* [SET TASK]:
Render the part of the records below that opens with the line containing "of the glass" and closes with the line containing "[(353, 125), (275, 134), (275, 125), (353, 132)]" as a Markdown table with the columns Row and Line. Give each non-blank line its own numbered row.

Begin DATASET

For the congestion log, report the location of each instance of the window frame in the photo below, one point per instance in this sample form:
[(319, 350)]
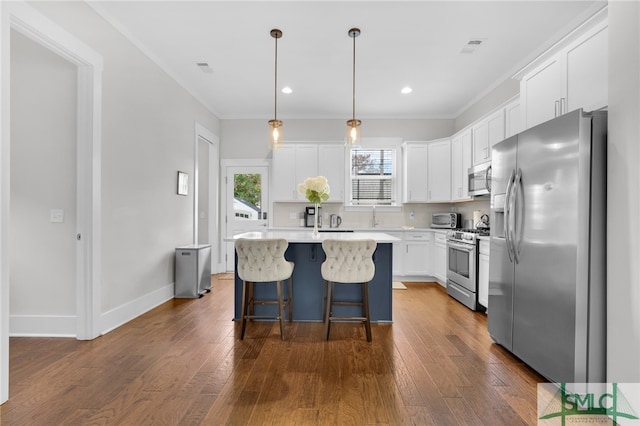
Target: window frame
[(369, 144)]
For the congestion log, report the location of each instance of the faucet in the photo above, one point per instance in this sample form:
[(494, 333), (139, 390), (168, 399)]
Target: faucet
[(375, 221)]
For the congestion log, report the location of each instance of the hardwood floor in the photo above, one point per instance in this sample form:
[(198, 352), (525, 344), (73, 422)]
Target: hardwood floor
[(182, 364)]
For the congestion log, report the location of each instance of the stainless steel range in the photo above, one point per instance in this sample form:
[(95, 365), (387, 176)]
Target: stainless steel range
[(462, 269)]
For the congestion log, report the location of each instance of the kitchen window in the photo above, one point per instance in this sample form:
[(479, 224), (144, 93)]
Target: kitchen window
[(373, 176)]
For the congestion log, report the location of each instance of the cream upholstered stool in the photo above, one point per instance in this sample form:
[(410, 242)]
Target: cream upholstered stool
[(349, 262), (262, 261)]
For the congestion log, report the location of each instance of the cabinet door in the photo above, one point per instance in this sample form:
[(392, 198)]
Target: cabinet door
[(331, 164), (415, 174), (440, 259), (439, 171), (283, 175), (417, 258), (540, 90), (483, 280), (480, 142), (292, 164), (587, 72), (460, 163), (306, 165), (513, 119)]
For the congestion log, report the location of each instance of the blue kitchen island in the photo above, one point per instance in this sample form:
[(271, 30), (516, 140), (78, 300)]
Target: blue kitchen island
[(308, 285)]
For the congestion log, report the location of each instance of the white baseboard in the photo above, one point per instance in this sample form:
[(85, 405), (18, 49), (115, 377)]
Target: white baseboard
[(124, 313), (42, 326)]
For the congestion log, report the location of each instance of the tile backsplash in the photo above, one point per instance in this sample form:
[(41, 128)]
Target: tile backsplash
[(413, 215)]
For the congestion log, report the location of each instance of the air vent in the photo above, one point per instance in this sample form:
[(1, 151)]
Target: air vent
[(473, 45), (204, 67)]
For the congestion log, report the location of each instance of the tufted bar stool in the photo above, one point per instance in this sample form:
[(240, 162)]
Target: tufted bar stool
[(348, 262), (262, 261)]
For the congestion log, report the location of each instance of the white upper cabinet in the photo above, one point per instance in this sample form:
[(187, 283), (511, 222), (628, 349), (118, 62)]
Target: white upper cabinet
[(487, 133), (460, 164), (439, 171), (415, 156), (572, 75), (331, 164), (292, 164), (512, 118)]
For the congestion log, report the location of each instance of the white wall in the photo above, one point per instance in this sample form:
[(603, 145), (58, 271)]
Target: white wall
[(623, 187), (147, 136), (43, 177), (249, 138), (501, 94)]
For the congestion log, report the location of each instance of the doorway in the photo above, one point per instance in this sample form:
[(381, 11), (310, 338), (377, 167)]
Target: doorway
[(246, 201), (207, 186), (27, 21)]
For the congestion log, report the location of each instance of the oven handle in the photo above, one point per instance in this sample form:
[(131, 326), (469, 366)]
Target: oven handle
[(459, 246)]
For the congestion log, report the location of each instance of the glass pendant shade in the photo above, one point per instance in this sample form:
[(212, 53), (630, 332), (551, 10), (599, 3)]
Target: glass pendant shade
[(353, 125), (275, 134), (275, 125), (353, 132)]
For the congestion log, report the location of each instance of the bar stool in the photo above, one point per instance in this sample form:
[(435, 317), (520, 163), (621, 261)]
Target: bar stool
[(348, 262), (262, 261)]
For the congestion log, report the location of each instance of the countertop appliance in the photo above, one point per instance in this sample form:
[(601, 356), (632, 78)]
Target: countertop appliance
[(446, 220), (547, 267), (462, 265), (480, 180), (310, 214)]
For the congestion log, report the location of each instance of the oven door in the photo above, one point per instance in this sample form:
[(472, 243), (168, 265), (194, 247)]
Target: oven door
[(462, 264)]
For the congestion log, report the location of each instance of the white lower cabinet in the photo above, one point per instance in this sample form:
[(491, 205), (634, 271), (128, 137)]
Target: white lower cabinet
[(417, 253), (483, 274), (440, 258)]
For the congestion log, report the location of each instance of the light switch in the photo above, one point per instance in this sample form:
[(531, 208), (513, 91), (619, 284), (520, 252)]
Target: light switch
[(56, 215)]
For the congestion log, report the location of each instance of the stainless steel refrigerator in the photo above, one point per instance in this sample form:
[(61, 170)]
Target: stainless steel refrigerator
[(547, 263)]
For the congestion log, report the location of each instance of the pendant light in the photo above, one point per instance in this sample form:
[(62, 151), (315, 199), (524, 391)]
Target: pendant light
[(275, 125), (353, 125)]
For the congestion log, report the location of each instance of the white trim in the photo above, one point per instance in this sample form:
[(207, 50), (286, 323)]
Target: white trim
[(128, 311), (214, 190), (21, 17), (42, 326)]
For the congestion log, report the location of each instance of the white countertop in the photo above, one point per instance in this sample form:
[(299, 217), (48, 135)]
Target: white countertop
[(306, 236)]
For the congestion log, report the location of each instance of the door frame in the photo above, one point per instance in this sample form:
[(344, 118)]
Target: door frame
[(28, 21), (213, 209), (224, 166)]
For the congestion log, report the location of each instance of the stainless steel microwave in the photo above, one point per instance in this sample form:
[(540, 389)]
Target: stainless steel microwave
[(480, 180), (446, 220)]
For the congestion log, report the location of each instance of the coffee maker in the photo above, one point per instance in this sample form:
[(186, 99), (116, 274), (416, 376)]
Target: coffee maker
[(310, 215)]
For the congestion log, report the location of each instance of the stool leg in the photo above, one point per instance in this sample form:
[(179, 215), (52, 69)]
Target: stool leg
[(243, 320), (365, 309), (327, 316), (280, 308), (290, 299)]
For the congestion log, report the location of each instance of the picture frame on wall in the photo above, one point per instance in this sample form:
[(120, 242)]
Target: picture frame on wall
[(183, 183)]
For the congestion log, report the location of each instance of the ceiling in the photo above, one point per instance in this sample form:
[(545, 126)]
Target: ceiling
[(414, 43)]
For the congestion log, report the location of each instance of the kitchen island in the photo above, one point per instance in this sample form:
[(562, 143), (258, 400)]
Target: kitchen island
[(308, 286)]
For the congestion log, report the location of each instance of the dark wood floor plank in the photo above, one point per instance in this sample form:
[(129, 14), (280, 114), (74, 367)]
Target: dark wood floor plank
[(183, 364)]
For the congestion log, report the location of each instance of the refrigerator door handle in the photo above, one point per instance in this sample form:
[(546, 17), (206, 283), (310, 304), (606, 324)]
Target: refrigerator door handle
[(487, 179), (518, 220), (507, 216)]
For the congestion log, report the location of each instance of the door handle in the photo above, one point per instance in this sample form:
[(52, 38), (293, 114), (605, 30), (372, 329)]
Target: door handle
[(507, 215), (517, 233)]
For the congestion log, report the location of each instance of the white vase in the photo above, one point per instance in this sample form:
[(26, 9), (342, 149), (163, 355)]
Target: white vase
[(315, 221)]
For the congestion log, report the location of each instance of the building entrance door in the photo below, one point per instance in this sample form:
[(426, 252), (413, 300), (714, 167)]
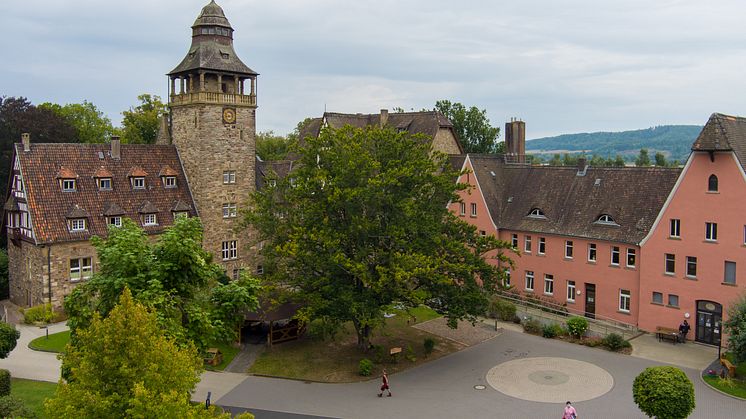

End DATASET

* [WORKED ANSWER]:
| Row | Line |
|---|---|
| 1 | For the congestion log, report the location of each instance of the glass pendant shade in the photo above, one point per instance in this sample form: |
| 2 | [(212, 53), (630, 332), (551, 10), (599, 3)] |
| 3 | Target: glass pendant shade |
| 4 | [(353, 125), (275, 134), (275, 125), (353, 132)] |